Studio album by Take 6
- Released: August 31, 1990
- Genre: Gospel
- Label: Reprise • Warner Bros.
- Producer: Mervyn Warren Co-Producer Alvin Chea Cedric Dent Mark Kibble Claude V. McKnight III David Thomas *Producers Take 6

Take 6 chronology
| Take 6 (1988) | So Much 2 Say (1990) | He Is Christmas (1991) |

= So Much 2 Say =

So Much 2 Say, released in 1990 on Reprise Records under Warner Alliance, is a Gospel music album by the American contemporary Gospel music group Take 6.
The album appeared on the gospel, jazz, and R&B charts of Billboard magazine. The album or songs on it won two Grammy awards and two Dove awards. The album built on the success of the group's first album by incorporating dialogue-only tracks (tr. 1, 3, 12), sequencing (tr. 4), drum machine (tr. 4), a partial track (tr. 8), and backing band (tr. 13). Track 3 explicitly states that all sounds on track 4 were produced by the human body.

Professional ratings
Review scores
| Source | Rating |
| Allmusic | Star Half star |

==Track listing==
1. "[Not Again!?]" - 0:17
2. "So Much 2 Say" - 1:09 (C.Dent, M.Warren - composers and arrangers)
3. "[Human Body]" - 0:15
4. "I L-O-V-E U" - 4:18 (M.Warren, M. Kibble - composers and arrangers)
5. "Something Within Me" - 3:36 (M. Kibble - arranger)
6. "Time After Time (The Savior Is Waiting)" - 4:09 (Ralph Carmichael - composer; M. Warren - arranger)
7. "Come Unto Me" - 3:11 (Omerror Dawson - composer; M. Warren - arranger)
8. "[Pre-Prise: I'm on My Way]" - 0:33
9. "I Believe" * - 4:03 (BeBe Winans/Mark Kibble - composers; M. Kibble - arranger)
10. "Sunday's on the Way" * - 6:12 (Carman - composer; M. Kibble - arranger)
11. "I'm on My Way" - 4:12 (C. Dent - arranger)
12. "[That's the Law]" - 0:38
13. "Where Do the Children Play?" - 4:17 (Claude V. McKnight III/David Thomas - composers; M. Kibble - arranger; C. Dent and D. Thomas - rhythm and horn arr.)

==Personnel==
Tracks 1–8 and 11–12 were produced by Mervyn Warren, and co-produced by Mark Kibble, Cedric Dent, Alvin Chea, Claude V. McKnight III, and David Thomas.

Work to be completed
Please pick up the article on Take 6's album So Much 2 Say after its last sentence and keep writing it.

Data for analysis
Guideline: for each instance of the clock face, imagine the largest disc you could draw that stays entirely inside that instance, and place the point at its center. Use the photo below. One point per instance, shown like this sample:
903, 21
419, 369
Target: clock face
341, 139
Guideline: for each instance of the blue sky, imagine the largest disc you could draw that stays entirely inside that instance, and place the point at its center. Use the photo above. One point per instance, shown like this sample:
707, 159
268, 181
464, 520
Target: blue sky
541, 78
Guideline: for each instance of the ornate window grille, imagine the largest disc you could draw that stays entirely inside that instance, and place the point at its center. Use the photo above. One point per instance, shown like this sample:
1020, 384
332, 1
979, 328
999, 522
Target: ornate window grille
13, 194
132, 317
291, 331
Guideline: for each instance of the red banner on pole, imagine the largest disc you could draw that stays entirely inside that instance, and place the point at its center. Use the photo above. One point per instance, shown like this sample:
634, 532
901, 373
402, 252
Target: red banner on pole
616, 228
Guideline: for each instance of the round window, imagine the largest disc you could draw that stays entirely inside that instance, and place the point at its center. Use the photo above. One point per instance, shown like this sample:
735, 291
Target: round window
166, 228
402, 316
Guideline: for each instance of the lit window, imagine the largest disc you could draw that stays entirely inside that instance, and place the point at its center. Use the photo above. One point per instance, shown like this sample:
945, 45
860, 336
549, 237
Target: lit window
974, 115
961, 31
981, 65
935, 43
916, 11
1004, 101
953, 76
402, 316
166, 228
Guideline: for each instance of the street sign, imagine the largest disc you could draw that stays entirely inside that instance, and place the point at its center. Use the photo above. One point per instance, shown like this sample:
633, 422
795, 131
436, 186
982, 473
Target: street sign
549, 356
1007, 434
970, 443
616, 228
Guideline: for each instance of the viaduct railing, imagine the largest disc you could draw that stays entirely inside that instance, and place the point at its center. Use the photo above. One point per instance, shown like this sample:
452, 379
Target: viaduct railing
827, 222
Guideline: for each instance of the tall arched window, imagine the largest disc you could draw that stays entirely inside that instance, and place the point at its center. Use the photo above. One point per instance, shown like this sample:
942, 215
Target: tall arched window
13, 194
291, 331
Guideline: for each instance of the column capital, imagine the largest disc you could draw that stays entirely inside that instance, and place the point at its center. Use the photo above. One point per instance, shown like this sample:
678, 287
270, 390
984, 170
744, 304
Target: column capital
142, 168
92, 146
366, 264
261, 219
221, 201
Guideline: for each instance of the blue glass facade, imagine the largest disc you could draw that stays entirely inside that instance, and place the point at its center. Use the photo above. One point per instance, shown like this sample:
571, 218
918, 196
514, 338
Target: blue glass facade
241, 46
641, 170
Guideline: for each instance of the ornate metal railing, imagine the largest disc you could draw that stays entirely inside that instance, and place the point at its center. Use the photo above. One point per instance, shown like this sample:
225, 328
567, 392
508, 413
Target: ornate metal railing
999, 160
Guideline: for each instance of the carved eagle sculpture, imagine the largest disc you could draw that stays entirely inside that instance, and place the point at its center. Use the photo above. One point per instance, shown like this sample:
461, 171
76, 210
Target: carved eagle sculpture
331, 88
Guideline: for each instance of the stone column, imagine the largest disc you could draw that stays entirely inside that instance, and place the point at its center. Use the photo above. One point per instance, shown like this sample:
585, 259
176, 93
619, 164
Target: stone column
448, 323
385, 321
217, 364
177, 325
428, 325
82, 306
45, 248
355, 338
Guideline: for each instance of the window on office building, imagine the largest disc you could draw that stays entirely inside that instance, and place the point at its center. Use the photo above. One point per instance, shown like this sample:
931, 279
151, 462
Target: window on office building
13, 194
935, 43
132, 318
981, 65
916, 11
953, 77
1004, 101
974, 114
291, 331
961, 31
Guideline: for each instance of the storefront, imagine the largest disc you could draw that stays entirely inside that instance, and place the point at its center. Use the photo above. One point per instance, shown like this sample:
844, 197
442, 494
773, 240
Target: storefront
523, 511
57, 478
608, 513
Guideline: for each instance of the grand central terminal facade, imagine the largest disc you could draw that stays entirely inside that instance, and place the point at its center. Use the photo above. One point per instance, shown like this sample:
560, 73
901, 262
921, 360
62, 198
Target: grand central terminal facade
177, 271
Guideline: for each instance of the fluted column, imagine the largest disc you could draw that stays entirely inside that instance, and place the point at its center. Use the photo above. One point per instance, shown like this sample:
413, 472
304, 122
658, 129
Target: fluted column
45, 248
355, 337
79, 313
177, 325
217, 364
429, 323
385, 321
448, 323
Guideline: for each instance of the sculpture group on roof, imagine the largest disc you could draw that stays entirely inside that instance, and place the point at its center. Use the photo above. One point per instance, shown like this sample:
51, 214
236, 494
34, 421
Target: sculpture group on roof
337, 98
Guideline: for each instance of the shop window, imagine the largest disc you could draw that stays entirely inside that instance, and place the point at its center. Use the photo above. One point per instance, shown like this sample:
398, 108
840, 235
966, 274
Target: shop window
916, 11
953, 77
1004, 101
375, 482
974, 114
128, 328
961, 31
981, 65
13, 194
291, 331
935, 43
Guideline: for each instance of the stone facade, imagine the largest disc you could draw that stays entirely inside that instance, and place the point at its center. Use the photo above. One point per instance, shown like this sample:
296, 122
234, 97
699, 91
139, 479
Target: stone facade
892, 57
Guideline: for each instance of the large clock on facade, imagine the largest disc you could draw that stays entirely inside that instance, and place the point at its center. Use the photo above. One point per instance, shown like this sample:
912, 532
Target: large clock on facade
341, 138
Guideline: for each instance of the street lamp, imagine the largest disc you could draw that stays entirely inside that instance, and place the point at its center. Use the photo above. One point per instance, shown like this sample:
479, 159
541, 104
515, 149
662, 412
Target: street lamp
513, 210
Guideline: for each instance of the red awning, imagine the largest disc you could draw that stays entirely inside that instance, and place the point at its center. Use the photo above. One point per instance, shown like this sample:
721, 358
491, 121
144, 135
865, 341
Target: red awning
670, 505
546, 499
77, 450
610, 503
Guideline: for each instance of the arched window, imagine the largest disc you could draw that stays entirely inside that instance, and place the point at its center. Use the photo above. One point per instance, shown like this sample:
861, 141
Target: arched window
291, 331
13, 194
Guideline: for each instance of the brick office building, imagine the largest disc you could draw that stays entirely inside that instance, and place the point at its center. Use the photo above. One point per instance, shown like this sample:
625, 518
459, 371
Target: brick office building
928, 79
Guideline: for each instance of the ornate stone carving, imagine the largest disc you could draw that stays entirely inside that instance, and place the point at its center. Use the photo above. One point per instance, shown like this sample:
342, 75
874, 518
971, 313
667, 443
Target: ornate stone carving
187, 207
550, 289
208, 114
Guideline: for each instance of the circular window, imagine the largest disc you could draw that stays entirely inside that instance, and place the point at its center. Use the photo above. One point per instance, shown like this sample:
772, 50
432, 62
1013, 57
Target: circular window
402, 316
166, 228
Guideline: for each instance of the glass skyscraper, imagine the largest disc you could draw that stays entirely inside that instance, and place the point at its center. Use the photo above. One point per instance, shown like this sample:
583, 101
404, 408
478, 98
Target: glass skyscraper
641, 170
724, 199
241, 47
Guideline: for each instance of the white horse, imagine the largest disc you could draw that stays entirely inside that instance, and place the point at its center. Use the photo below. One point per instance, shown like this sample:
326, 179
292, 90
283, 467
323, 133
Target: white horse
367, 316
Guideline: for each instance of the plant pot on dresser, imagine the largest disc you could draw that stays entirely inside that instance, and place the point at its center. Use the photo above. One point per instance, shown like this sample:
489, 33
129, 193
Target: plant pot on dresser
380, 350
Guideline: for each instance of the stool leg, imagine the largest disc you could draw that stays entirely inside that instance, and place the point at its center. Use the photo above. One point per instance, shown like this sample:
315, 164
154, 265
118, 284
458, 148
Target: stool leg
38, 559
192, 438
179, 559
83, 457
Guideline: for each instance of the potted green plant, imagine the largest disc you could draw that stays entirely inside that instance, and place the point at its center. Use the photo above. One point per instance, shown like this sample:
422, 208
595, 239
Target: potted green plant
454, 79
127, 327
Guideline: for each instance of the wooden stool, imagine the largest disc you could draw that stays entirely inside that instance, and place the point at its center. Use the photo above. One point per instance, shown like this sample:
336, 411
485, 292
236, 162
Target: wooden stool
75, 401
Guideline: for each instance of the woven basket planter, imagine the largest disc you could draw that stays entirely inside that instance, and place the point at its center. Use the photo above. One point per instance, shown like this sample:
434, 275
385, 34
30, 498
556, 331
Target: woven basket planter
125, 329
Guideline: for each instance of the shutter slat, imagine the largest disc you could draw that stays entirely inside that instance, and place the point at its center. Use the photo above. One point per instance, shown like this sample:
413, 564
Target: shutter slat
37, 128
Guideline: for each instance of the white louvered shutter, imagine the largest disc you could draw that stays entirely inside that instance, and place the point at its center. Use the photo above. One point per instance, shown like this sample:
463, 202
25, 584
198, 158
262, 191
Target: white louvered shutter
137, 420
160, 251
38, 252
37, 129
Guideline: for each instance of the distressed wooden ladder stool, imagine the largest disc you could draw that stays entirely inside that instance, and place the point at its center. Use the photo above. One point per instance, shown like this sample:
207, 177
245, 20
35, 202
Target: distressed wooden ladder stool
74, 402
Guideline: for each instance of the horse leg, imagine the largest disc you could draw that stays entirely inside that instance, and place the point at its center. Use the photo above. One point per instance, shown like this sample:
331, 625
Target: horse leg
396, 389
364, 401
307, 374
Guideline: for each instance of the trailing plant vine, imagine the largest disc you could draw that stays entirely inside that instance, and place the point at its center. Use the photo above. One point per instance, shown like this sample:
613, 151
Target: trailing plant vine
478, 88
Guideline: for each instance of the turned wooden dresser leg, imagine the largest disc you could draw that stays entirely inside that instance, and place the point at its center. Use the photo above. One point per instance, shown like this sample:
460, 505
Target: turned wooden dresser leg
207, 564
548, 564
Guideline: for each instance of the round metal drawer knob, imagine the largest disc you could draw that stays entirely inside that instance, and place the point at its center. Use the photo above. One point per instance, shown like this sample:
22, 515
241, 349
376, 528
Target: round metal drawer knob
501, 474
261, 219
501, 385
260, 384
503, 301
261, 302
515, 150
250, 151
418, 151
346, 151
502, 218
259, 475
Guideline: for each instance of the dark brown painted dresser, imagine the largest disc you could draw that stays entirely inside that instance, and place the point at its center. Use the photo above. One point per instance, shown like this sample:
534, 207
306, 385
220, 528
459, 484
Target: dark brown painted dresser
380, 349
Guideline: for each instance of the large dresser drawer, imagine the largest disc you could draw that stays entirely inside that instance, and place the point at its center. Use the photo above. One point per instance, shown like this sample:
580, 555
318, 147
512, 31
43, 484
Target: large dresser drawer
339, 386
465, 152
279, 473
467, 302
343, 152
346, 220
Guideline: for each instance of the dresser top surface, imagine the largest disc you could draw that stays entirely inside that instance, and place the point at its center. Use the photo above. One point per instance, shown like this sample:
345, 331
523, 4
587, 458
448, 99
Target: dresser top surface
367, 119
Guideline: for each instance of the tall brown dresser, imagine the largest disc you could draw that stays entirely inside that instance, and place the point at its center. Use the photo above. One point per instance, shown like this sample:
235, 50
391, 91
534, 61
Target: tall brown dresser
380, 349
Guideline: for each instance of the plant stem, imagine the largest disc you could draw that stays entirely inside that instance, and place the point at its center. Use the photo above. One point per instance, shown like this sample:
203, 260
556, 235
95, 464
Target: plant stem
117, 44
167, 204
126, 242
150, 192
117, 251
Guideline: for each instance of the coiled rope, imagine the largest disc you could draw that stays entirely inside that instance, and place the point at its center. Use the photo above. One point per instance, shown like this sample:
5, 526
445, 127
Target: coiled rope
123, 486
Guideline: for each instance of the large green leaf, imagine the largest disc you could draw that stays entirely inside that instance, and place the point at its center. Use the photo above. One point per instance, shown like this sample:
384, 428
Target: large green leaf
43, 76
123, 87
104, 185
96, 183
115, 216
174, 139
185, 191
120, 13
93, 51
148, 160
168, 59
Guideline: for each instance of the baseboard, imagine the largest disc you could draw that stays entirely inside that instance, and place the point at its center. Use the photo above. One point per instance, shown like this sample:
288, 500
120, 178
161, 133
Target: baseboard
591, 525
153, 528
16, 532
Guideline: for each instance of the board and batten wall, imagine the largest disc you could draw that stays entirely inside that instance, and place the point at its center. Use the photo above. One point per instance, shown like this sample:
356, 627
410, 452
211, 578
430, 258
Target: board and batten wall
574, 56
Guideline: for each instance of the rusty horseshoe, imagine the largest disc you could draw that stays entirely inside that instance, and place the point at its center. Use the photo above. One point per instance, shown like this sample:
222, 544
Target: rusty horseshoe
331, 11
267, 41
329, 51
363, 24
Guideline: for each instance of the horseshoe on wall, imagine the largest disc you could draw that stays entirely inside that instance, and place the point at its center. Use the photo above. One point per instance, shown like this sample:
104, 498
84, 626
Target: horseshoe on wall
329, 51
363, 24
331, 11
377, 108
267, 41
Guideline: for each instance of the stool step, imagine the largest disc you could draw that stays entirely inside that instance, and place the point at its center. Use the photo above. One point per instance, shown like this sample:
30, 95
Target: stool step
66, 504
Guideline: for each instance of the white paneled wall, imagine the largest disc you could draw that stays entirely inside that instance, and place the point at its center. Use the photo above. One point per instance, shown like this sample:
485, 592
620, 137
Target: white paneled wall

Task output
Tracks 9–10 and 13 were produced by the members of Take 6 for this album, Mervyn Warren, Mark Kibble, Cedric Dent, Alvin Chea, Claude V. McKnight III, and David Thomas.

Spanish and Portuguese Coaching on "I'm On My Way" by Sherry Hamblin.
Translation of Spanish and Portuguese on "I'm On My Way" by Maria Esquivel, Sherry Hamblin.

For "Where Do The Children Play?":
Drums, Percussion – James Blair*
Synthesizer [Synclavier] – Matthew Morse

Recorded By – Don Cobb
Recorded By [Second Engineer] – John Abbott, John Kunz, Kevin Twit, Mike McCarthy, Robert Charles, Rodney Good
Mixed By – Don Cobb, John Abbott
Mixed By [Second Engineer] – Greg Parker, Rodney Good, Tim Farmer
Mastered By – Denny Purcell
Mastered By [Assistant] – Carlos Grier

Art Direction, Design – Laura LiPuma
Photography By – Empire Studio

==Awards==
So Much 2 Say won "Best Contemporary Soul Gospel Album" at the 33rd annual Grammy Awards in 1990.

The track "Time After Time (The Savior Is Waiting)" had won the Grammy for "Best Gospel Performance – Duo, Group, Choir or Chorus" in 1988, prior to the album's release.

The album won Contemporary Gospel Album at the 1990 GMA Dove Awards.

The track "I L-O-V-E You" won a GMA Dove Award in 1990 for Contemporary Gospel Song.